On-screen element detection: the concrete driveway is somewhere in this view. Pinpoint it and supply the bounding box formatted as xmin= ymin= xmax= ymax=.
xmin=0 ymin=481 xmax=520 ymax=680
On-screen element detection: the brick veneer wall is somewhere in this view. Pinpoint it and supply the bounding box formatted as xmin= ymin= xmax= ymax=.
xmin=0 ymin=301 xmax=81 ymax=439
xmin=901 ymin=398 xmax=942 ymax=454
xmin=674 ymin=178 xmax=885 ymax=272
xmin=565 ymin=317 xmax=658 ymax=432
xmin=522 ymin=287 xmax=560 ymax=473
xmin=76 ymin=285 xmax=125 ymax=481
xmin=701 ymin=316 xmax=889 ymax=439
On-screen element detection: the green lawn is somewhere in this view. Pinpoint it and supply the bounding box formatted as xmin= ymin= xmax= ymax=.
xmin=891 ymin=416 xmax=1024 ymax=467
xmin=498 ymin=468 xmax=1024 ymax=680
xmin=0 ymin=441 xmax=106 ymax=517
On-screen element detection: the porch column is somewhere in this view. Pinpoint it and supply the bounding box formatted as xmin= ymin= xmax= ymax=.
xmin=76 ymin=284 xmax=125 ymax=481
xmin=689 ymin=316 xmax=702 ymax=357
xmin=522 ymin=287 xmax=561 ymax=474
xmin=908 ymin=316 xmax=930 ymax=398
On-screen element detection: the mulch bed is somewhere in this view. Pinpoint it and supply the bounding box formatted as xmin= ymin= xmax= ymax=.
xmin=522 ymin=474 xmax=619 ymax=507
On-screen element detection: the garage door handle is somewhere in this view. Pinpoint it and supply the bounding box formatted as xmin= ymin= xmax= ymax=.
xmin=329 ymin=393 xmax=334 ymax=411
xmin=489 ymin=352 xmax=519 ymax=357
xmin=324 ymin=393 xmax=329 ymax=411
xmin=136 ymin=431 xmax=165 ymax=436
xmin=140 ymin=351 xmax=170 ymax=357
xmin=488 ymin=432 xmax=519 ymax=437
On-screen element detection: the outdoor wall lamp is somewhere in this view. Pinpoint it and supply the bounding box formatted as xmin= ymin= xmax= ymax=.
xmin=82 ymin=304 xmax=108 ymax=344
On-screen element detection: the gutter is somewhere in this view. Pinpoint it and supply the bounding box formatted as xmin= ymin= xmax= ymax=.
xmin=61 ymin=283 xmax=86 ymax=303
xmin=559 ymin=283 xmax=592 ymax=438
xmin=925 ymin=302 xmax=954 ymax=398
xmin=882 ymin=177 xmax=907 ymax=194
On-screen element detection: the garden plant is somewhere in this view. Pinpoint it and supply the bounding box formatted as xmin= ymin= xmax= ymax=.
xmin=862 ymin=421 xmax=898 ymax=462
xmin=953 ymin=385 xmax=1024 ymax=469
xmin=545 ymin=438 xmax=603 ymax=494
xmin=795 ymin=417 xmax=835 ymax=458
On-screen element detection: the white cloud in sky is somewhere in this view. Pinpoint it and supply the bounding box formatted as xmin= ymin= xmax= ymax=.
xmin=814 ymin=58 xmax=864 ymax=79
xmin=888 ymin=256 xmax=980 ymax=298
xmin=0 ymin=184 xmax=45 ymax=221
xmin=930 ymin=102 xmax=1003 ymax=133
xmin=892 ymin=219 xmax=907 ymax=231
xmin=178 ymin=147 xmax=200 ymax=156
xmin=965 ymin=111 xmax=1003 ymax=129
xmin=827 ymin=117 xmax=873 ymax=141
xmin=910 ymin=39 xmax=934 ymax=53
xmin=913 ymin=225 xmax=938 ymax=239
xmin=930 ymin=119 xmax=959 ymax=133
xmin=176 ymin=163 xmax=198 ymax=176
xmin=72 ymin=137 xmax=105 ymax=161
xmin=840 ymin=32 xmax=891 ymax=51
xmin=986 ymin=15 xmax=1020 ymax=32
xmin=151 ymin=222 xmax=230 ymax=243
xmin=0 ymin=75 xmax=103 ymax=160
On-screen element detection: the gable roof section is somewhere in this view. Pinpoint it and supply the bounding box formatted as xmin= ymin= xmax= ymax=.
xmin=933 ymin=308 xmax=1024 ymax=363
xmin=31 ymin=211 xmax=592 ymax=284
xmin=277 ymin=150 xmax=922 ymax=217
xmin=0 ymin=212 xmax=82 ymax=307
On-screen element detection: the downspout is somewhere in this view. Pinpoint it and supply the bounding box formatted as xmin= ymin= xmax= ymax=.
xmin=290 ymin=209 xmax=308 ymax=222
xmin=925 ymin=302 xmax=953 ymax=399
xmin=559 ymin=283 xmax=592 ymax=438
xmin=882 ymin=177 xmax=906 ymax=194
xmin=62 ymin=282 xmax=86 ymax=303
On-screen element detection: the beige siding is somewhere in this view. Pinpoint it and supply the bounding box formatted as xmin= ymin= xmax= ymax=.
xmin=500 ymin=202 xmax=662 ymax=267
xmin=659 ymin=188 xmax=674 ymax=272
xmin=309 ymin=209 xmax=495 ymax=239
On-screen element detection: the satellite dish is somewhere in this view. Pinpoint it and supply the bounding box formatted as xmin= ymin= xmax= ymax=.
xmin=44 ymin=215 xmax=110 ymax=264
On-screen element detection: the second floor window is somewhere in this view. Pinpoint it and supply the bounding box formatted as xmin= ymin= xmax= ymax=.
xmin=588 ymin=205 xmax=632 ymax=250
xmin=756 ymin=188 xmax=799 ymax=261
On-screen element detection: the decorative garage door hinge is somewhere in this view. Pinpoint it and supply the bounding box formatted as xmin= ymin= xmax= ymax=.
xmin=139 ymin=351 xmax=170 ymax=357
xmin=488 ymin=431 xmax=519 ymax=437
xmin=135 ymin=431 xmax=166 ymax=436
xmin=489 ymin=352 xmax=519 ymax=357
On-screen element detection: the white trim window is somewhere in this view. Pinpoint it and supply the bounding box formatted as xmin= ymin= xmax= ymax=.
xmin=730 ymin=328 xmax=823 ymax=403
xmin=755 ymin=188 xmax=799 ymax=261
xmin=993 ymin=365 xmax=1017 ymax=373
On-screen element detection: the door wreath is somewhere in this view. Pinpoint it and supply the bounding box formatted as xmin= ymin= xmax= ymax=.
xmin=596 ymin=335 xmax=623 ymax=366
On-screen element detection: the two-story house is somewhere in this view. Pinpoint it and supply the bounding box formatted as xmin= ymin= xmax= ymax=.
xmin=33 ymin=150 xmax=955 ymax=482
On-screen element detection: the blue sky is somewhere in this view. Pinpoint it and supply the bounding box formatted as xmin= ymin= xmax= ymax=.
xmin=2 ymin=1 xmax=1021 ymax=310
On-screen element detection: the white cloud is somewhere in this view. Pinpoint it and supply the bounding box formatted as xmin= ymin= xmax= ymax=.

● What is required: Repeat exactly the lines from the line containing "On-screen element detection: the second" through the end of the listing above; both boundary lines are part of the output.

● Reply:
On-screen element detection: the second floor window is somewhere in this view. Pinpoint it and supply the bounding box formatted as xmin= ymin= xmax= ymax=.
xmin=588 ymin=205 xmax=632 ymax=250
xmin=756 ymin=188 xmax=799 ymax=261
On-screen element detection: the decorative garage door hinge is somewhere in this view. Pinpoint it and supply the bounding box formatted as xmin= ymin= xmax= ymax=.
xmin=139 ymin=351 xmax=170 ymax=357
xmin=488 ymin=431 xmax=519 ymax=437
xmin=135 ymin=431 xmax=166 ymax=436
xmin=489 ymin=352 xmax=519 ymax=357
On-screen element detection: the white trim window is somewhere in this view. Pinpoint it and supply the bounding box formatted as xmin= ymin= xmax= ymax=.
xmin=730 ymin=328 xmax=823 ymax=403
xmin=755 ymin=188 xmax=799 ymax=261
xmin=993 ymin=365 xmax=1017 ymax=373
On-screen element detection: the door wreath is somewhere in this view. Pinpoint it and supply the bounding box formatted as xmin= ymin= xmax= ymax=.
xmin=596 ymin=335 xmax=623 ymax=366
On-screen element detection: the two-story house is somewhere in this view. Pinpoint it and supply the bounding box formatted as xmin= ymin= xmax= ymax=.
xmin=33 ymin=150 xmax=955 ymax=482
On-screen element detection: the blue sky is somewhere in this view. Pinpoint it and supply the bounding box formatted as xmin= ymin= xmax= ymax=.
xmin=2 ymin=1 xmax=1021 ymax=310
On-screen element detection: the white cloud is somewhere in this view. Pinpoint it and supply the bounding box formatted as xmin= ymin= xmax= ymax=.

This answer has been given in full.